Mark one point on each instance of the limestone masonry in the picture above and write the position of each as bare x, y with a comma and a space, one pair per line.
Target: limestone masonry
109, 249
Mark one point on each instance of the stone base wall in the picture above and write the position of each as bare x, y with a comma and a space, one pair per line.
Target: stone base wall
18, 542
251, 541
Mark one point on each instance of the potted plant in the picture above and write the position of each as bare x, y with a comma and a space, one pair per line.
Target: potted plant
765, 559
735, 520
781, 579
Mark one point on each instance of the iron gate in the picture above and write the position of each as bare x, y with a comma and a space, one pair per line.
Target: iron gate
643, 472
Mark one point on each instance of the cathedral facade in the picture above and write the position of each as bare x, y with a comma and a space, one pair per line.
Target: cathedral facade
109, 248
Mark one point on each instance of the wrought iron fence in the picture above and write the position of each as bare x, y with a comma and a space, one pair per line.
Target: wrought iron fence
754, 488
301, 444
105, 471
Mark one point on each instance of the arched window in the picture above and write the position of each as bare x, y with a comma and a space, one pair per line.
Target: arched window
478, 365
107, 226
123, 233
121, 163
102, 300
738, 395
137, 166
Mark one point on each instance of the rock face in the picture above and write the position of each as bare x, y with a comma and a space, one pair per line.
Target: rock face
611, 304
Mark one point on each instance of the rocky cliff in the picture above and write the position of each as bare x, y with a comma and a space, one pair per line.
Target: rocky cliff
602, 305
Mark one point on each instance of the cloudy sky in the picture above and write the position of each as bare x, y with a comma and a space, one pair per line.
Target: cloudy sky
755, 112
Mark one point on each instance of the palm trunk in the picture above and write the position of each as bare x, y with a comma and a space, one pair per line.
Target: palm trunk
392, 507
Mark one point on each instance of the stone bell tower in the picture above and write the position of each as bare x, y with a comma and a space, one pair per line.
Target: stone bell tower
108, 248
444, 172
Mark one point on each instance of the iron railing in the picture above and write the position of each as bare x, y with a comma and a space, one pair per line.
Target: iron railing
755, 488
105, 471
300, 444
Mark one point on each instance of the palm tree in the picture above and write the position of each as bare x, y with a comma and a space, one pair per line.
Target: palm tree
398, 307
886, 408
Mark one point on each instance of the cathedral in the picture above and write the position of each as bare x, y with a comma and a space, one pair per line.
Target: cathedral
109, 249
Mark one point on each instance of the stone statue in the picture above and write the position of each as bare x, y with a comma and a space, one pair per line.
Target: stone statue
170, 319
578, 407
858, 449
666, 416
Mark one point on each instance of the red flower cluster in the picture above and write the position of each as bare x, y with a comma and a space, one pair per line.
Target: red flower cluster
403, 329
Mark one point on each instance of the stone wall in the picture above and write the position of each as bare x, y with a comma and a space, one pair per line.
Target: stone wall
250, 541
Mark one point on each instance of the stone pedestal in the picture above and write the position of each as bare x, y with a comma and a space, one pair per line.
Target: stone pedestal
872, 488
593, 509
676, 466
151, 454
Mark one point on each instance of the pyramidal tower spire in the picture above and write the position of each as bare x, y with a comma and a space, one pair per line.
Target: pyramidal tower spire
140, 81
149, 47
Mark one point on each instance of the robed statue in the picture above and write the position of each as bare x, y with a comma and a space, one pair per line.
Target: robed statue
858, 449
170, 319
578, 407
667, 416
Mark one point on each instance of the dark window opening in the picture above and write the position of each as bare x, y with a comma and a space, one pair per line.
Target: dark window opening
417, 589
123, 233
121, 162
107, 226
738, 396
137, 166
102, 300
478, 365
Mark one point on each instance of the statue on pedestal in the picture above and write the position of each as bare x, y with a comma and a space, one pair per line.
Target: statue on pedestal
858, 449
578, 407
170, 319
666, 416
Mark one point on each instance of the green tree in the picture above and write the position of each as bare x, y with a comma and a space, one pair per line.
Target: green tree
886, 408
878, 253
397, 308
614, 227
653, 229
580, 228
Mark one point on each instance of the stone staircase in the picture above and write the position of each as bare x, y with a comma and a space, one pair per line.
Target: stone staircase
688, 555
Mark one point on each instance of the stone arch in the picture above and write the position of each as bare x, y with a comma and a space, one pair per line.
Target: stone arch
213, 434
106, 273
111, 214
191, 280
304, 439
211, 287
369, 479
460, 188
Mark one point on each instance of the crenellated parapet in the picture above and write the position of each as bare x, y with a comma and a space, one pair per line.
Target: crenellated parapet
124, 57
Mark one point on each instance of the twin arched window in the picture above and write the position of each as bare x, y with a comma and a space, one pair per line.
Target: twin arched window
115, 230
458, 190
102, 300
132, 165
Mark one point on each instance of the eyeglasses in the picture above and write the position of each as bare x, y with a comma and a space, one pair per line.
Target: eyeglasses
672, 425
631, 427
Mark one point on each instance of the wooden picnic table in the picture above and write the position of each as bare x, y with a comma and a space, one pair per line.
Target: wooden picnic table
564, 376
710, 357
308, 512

★ ★ ★

Prompt: Within the listing above, locate the line containing "Mark one point on each instance of the statue" and the line containing "Mark one point on each instance of the green". Reproduce those two lines and all lines between them exactly, with nothing added.

Expected answer:
Mark one point on each instance of the statue on pedestal in the picture above and write the position of each as bare x, y with a comma and a space, one pair per line.
Target: statue on pedestal
858, 449
578, 407
170, 319
666, 416
Mark one point on each instance of the green tree in the picture above and write the position of each as bare x, y with a comma and a space, one pair per line.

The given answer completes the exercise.